--- ELENCO ATTIVITÀ ---
A – Nell'intervista sul libro del Papa, scambia "Papa" con "Pontefice" nel tratto che va da "Che cosa ti" fino a "sembrata più rilevante?". Riporta il passo con questa modifica.
B – Prosegui l'intervista sul libro del Papa a partire dalla sua ultima frase.

--- SEZIONE DEL DOCUMENTO ---
---*---

Che cosa ti ha colpito di più nel corso dell’intervista e del lavoro per la stesura del testo?
«Innanzitutto l’attenzione del Papa per qualunque persona si trovi di fronte. Nel mio caso – era un pomeriggio afoso – mi ha innanzitutto invitato a togliere la giacca per lavorare più a mio agio. Poi si è preoccupato perché non avevo fogli per prendere appunti e stava alzandosi per andarmeli a prendere: l’ho bloccato dicendogli che con tre registratori accesi (due digitali e uno old style con microcassette) non avrei preso appunti. Ho spedito una prima stesura del testo in tempi piuttosto rapidi, perché volevo lasciare al Papa, visti i suoi impegni, tutto il tempo necessario per la revisione. Ma dopo tre giorni Francesco era già pronto per proporre integrazioni e correzioni».
E riguardo al contenuto del libro, c’è qualche tematica che ti è sembrata più rilevante?
«Si stava parlando della difficoltà a riconoscersi peccatori e, nella prima stesura che avevo preparato, Francesco affermava: “La medicina c’è, la guarigione c’è, se soltanto muoviamo un piccolo passo verso Dio”. Dopo aver riletto il testo, mi ha chiamato, chiedendomi di aggiungere: “...o abbiamo almeno il desiderio di muoverlo”, un’espressione che io avevo maldestramente lasciato cadere nel lavoro di sintesi. In questa aggiunta, o meglio in questo testo correttamente ripristinato, c’è tutto il cuore del pastore che cerca di uniformarsi al cuore misericordioso di Dio e non lascia nulla di intentato per raggiungere il peccatore. Non trascura alcuno spiraglio, seppur minimo, per poter donare il perdono. Dio ci attende a braccia aperte, ci basta muovere un passo verso di Lui come il Figliol prodigo. Ma se non abbiamo la forza di compiere nemmeno questo, per quanto siamo deboli, basta almeno il desiderio di farlo. È già un inizio sufficiente, perché la grazia possa operare e la misericordia essere donata, secondo l’esperienza di una Chiesa che non si concepisce come una dogana, ma cerca ogni possibile via per perdonare. Mi ha colpito particolarmente questa sottolineatura: Dio cerca in tutti i modi di venirci incontro, cerca di sfruttare ogni fessura del nostro cuore, ci attende, ci precede. E, se ancora noi non riusciamo a muovere un passo, già il desiderio di farlo è l’inizio di un cambiamento».

---*---

--- ESTRATTO DEL DATASET ---
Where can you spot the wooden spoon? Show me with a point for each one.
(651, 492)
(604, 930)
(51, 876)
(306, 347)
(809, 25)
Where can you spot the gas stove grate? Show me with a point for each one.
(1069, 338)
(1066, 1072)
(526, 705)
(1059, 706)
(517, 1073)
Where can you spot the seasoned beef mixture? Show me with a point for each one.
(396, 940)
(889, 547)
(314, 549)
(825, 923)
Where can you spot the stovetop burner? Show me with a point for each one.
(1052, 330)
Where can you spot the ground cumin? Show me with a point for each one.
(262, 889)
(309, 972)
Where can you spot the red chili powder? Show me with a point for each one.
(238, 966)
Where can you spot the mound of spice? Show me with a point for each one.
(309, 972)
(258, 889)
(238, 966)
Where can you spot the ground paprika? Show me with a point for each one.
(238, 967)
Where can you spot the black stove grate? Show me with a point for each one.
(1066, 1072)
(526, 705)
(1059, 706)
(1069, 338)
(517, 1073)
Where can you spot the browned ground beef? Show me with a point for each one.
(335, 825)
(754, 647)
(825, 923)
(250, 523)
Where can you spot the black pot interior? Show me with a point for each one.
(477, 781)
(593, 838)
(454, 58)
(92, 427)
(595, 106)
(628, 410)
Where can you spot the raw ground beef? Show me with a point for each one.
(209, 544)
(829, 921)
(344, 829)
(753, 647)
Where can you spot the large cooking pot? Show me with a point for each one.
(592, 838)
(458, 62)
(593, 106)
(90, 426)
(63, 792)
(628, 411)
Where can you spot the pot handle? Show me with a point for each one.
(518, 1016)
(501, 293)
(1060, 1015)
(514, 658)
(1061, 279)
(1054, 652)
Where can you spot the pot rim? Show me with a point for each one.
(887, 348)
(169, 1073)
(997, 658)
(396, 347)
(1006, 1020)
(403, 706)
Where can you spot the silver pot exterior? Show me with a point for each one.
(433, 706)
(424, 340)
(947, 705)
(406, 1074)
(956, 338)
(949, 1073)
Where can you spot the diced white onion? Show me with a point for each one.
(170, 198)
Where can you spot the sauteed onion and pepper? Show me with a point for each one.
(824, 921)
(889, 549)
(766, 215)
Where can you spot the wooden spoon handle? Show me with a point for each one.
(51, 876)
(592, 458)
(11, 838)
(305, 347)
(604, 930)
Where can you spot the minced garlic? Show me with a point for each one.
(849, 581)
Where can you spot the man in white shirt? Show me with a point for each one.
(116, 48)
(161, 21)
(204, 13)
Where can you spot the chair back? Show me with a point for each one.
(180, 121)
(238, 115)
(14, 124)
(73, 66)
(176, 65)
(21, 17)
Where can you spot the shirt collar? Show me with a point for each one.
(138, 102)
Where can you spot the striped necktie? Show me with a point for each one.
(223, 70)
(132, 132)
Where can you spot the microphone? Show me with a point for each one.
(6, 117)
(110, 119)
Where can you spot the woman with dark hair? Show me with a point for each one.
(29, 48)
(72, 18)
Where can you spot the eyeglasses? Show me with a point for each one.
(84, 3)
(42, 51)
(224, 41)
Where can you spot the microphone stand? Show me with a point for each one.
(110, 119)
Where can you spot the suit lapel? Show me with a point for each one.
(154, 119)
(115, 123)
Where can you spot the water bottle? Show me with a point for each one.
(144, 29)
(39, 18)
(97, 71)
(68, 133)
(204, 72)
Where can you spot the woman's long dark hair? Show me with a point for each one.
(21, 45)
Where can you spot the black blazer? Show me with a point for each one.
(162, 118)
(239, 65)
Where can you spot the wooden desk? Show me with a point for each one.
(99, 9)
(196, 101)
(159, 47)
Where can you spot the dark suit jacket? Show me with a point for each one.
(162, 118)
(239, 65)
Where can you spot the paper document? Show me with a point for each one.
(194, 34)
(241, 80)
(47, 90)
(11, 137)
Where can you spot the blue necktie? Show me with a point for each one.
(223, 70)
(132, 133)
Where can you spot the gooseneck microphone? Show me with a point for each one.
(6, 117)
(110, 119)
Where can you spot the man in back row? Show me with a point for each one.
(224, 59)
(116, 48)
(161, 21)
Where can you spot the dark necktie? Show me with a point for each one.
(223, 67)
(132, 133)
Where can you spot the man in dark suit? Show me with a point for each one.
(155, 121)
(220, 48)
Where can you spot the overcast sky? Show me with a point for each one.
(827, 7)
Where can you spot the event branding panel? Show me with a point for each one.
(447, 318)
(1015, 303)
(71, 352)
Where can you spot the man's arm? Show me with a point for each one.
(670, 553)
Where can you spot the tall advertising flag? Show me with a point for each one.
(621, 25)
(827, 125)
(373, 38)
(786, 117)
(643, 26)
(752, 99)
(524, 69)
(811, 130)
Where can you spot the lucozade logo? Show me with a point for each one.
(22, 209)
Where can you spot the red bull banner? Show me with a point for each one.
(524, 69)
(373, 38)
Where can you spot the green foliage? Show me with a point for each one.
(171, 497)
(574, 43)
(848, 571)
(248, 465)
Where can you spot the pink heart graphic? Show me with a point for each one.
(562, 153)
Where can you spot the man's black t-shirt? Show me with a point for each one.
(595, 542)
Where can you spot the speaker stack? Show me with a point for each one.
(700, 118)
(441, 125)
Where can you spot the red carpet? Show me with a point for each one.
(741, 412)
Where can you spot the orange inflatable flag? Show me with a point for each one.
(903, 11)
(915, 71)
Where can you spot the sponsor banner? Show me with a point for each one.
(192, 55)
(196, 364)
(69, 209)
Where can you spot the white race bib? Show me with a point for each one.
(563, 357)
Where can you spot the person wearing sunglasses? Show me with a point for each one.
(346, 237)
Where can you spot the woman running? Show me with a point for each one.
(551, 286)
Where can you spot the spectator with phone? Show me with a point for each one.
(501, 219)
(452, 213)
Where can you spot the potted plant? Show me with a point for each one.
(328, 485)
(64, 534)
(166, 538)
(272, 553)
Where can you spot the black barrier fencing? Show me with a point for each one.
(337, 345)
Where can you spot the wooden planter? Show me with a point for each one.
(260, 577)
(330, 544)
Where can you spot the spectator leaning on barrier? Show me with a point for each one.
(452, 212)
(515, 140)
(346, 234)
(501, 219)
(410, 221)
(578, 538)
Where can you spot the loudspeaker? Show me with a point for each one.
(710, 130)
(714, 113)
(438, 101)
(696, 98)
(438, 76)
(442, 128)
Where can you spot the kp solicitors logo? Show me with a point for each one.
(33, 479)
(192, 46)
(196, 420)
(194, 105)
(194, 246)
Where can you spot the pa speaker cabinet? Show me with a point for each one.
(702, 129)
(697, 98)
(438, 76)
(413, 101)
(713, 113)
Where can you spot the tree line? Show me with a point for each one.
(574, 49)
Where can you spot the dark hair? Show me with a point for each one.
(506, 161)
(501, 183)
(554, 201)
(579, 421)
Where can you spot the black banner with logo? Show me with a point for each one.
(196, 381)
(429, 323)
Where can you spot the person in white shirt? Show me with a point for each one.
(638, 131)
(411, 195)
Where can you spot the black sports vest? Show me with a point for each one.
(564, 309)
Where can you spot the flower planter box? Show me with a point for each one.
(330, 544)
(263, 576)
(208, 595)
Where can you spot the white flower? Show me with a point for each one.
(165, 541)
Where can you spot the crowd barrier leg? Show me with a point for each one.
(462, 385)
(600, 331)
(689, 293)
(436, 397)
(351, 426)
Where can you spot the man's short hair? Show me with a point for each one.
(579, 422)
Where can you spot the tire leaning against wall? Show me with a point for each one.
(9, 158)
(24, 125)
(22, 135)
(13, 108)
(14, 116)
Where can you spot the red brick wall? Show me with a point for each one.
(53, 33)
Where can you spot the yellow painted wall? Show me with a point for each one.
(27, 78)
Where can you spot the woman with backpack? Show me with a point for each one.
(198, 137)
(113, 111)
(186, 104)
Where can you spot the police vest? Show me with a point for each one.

---*---

--- RISULTATI ESERCIZIO ---
A –
Che cosa ti ha colpito di più nel corso dell’intervista e del lavoro per la stesura del testo?
«Innanzitutto l’attenzione del Pontefice per qualunque persona si trovi di fronte. Nel mio caso – era un pomeriggio afoso – mi ha innanzitutto invitato a togliere la giacca per lavorare più a mio agio. Poi si è preoccupato perché non avevo fogli per prendere appunti e stava alzandosi per andarmeli a prendere: l’ho bloccato dicendogli che con tre registratori accesi (due digitali e uno old style con microcassette) non avrei preso appunti. Ho spedito una prima stesura del testo in tempi piuttosto rapidi, perché volevo lasciare al Pontefice, visti i suoi impegni, tutto il tempo necessario per la revisione. Ma dopo tre giorni Francesco era già pronto per proporre integrazioni e correzioni».
E riguardo al contenuto del libro, c’è qualche tematica che ti è sembrata più rilevante?

B –
Si sente talvolta dire: «Troppa misericordia!». C’è chi dice che bisogna essere più chiari nel condannare il peccato...
«Ho posto questa domanda a Francesco. Devo dire di non essere mai riuscito a comprendere l’obiezione di coloro che, all’interno della Chiesa, sono preoccupati perché potrebbe passare un messaggio di “troppa misericordia”. Se uno è un minimo realista nel guardare a se stesso e ai propri peccati, la misericordia non sarà mai “troppa”. Comunque il Papa ha spiegato che la Chiesa condanna il peccato perché deve dire la verità. Ma allo stesso tempo abbraccia il peccatore che si riconosce tale, lo avvicina, gli parla della misericordia infinita di Dio. Mi ha colpito che, nell’omelia della notte di Natale, Francesco abbia detto che il nostro mondo “troppe volte è duro con il peccatore e molle con il peccato”. Nella risposta a questa domanda, il Papa ha voluto ricordare che nel Vangelo non si parla soltanto di accoglienza o di perdono, ma si parla di “festa” per il figlio che ritorna. La Chiesa “non è al mondo per condannare, ma per permettere l’incontro con quell’amore viscerale che è la misericordia di Dio”».